● **Exercise prompt**:
Scan the records that follow, and whenever a line has the word "high", copy it.

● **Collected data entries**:

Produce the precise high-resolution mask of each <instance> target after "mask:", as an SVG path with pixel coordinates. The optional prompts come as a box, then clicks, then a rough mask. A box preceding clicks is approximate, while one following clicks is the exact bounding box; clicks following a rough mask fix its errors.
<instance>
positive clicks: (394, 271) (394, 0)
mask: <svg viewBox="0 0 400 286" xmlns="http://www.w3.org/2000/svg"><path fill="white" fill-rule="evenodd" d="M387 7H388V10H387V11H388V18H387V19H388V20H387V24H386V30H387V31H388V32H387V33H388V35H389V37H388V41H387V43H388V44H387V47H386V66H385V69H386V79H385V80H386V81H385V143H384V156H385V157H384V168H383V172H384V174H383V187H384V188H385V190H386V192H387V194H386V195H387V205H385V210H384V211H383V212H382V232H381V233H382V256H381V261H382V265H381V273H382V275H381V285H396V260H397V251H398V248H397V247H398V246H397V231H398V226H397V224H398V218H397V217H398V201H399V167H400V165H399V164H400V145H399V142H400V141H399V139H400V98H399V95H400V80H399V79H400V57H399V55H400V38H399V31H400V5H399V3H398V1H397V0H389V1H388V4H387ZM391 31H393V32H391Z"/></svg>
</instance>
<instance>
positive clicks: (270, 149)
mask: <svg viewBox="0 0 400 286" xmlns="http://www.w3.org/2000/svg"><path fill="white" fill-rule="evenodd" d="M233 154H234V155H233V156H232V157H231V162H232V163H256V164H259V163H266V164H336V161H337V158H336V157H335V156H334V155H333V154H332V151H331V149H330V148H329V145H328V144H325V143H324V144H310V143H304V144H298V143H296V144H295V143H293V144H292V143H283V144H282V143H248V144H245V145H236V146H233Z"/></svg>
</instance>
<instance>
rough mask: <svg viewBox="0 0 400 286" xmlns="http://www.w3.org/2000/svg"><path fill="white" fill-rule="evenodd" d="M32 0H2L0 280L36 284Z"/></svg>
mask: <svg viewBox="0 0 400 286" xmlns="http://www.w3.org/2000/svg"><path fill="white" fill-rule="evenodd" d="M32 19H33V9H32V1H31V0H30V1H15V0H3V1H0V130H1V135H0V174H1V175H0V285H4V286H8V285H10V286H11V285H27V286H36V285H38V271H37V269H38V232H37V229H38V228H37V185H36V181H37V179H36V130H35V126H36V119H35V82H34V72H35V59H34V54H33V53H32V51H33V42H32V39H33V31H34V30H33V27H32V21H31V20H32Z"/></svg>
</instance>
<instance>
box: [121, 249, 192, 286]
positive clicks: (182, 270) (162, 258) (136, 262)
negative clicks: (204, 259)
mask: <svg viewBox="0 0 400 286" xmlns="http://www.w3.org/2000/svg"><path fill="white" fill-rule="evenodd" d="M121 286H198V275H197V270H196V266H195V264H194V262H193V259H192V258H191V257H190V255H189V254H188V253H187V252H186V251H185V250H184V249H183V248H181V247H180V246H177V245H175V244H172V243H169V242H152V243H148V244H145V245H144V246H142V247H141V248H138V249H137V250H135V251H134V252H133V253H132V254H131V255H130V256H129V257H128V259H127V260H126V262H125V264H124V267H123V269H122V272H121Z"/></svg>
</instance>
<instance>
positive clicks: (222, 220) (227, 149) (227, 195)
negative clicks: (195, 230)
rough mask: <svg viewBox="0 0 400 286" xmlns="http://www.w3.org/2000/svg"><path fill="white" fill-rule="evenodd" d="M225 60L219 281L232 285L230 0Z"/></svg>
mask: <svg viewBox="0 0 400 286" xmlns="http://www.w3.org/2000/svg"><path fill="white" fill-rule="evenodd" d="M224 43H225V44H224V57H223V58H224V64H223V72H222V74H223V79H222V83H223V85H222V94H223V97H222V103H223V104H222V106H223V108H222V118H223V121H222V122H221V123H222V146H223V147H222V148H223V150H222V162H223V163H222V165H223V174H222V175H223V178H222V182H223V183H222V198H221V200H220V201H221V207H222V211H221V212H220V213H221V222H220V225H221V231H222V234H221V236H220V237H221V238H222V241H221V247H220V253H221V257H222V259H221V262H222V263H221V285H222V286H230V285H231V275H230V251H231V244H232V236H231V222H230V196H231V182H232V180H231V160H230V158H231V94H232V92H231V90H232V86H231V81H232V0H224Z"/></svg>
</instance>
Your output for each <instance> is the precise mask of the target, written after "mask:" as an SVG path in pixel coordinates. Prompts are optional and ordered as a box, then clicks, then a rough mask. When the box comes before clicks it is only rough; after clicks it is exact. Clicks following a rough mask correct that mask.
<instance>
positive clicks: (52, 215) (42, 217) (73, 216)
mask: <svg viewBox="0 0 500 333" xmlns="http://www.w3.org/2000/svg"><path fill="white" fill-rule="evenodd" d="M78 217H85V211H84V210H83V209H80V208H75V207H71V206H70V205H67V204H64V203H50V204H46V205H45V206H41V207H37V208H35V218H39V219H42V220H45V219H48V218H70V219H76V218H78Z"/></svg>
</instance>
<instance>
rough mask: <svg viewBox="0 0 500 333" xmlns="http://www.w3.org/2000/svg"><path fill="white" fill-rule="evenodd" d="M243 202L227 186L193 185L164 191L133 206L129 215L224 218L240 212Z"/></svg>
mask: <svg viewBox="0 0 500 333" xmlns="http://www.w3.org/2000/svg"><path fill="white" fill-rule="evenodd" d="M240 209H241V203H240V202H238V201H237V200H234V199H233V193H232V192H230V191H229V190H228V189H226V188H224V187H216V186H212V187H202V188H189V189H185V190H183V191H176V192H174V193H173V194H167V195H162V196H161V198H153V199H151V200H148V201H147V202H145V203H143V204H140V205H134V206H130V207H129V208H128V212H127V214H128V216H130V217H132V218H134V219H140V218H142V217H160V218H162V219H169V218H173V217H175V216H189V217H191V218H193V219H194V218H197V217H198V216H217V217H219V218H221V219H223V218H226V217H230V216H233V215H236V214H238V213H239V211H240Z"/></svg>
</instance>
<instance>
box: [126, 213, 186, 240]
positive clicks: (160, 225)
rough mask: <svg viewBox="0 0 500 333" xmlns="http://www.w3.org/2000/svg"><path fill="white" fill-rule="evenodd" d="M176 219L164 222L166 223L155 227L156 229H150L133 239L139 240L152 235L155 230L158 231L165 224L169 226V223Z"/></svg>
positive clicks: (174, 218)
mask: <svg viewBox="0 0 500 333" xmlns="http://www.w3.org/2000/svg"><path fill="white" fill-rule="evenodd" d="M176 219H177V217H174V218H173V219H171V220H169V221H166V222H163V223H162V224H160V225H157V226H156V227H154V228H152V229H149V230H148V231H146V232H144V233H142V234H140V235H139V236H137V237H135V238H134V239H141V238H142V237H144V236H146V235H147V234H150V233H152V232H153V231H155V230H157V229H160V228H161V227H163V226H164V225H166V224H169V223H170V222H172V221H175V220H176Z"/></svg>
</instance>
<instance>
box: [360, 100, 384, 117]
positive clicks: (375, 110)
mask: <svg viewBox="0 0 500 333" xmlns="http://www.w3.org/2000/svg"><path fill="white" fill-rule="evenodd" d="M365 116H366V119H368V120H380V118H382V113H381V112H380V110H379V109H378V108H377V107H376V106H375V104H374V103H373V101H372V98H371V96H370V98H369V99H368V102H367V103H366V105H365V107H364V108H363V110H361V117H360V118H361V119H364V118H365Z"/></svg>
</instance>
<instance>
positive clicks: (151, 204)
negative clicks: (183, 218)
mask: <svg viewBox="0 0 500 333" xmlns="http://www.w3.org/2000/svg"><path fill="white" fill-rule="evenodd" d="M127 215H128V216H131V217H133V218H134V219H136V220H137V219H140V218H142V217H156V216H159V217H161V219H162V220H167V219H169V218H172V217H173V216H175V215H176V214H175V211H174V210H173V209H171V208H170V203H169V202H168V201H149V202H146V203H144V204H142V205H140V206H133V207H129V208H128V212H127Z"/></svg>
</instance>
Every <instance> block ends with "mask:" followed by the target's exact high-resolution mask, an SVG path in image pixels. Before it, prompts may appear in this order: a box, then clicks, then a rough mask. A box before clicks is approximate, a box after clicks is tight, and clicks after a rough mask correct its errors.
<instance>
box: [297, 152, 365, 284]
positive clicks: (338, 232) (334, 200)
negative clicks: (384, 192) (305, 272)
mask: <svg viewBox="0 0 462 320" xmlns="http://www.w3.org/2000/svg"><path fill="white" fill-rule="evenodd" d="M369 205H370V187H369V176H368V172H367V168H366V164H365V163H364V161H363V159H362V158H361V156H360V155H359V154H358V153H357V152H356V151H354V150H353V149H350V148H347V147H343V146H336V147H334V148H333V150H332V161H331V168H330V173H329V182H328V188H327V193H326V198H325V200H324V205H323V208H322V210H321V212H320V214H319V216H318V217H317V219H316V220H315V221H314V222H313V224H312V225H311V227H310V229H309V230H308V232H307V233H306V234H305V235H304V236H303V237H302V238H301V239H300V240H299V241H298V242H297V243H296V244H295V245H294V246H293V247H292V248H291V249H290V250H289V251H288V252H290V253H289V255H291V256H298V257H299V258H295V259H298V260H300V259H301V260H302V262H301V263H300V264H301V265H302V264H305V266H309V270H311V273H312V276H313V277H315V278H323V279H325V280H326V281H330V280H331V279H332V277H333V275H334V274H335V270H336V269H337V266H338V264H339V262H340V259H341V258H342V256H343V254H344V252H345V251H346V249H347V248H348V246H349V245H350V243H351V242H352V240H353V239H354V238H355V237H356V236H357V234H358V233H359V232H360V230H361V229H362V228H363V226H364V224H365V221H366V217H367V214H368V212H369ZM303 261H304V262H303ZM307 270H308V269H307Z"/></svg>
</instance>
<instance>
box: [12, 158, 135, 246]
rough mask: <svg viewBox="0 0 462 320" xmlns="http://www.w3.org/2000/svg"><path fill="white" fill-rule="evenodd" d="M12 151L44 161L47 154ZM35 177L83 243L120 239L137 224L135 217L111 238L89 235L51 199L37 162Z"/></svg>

● **Answer section**:
Produce the precise high-resolution mask of each <instance> target after "mask:", as an SVG path with pixel coordinates. The optional prompts come as a box, then clicks, then a rough mask. A box preceding clicks is approximate, while one following clicks is the exact bounding box; clicks following a rough mask fix its errors.
Every <instance> block ends with "mask:" followed by the target's exact high-resolution mask, an SVG path in image pixels. Before it, prompts may appear in this order: a box, then clicks, then a rough mask. A box before clicks is approximate, a box after clicks is tight, and clicks after a rough mask correct its errors.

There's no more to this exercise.